Assigned task> In the entries below, identify every line with the string "text" and copy it.

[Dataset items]

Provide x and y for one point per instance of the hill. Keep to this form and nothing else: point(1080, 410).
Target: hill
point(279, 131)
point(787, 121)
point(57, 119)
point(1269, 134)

==

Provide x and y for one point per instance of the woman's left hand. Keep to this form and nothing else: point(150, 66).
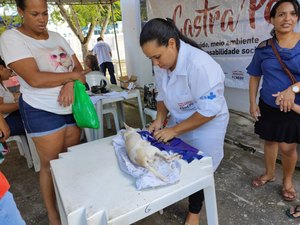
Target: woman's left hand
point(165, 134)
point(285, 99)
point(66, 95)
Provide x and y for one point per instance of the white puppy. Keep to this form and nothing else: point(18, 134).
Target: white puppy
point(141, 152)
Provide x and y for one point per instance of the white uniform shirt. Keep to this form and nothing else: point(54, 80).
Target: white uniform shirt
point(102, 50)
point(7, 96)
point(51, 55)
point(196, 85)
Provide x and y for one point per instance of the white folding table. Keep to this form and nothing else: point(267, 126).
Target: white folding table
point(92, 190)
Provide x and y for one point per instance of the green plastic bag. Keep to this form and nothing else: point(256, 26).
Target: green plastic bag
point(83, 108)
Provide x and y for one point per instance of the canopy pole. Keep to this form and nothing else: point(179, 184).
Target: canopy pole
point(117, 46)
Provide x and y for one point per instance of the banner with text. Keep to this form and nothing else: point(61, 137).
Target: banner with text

Worked solution>
Provide x and y for one point per instance of the banner with text. Keep to this form and nothing else: point(61, 137).
Target: banner with text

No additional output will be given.